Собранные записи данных
--------------------
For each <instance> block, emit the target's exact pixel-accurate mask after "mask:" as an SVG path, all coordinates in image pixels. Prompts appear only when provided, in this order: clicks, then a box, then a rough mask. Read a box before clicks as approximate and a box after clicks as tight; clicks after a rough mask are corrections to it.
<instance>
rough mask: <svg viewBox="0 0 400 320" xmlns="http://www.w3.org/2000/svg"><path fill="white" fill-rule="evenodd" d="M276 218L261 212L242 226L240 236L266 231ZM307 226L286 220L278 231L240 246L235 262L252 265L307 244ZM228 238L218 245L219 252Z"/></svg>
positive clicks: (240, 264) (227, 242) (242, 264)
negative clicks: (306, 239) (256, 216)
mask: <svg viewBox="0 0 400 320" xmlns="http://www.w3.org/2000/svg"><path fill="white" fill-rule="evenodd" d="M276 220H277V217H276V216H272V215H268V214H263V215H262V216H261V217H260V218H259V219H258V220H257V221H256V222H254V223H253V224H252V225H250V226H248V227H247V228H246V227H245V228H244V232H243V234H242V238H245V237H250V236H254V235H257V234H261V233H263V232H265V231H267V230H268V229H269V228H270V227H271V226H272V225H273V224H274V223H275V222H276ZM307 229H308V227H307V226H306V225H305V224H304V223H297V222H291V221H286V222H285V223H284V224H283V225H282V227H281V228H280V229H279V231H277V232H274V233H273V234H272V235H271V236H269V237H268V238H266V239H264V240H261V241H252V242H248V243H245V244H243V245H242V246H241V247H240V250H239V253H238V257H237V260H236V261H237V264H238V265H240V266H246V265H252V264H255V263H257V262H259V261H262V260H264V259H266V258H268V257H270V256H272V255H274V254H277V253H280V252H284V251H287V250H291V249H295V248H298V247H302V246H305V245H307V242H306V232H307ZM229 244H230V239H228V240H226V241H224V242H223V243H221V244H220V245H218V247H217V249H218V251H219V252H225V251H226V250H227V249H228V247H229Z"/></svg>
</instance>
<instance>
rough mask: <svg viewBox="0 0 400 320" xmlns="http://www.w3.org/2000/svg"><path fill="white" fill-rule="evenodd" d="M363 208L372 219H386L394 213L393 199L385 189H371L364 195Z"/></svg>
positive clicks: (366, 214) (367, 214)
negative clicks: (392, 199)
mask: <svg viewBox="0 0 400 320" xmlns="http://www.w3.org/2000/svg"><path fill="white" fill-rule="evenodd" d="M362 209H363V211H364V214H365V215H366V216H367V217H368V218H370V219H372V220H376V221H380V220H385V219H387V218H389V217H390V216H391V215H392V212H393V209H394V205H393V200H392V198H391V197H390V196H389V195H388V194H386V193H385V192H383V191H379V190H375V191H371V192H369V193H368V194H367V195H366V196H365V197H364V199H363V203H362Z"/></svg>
--------------------
Условие задания:
Замените "rough mask" на "coarse mask" в строках, начиная со строки, где стоит "</instance>", и заканчивая строкой, где стоит "positive clicks: (366, 214) (367, 214)", и выпишите только эти строки, больше ничего в них не меняя.

Решение упражнения:
</instance>
<instance>
coarse mask: <svg viewBox="0 0 400 320" xmlns="http://www.w3.org/2000/svg"><path fill="white" fill-rule="evenodd" d="M363 208L372 219H386L394 213L393 199L385 189H371L364 195Z"/></svg>
positive clicks: (366, 214) (367, 214)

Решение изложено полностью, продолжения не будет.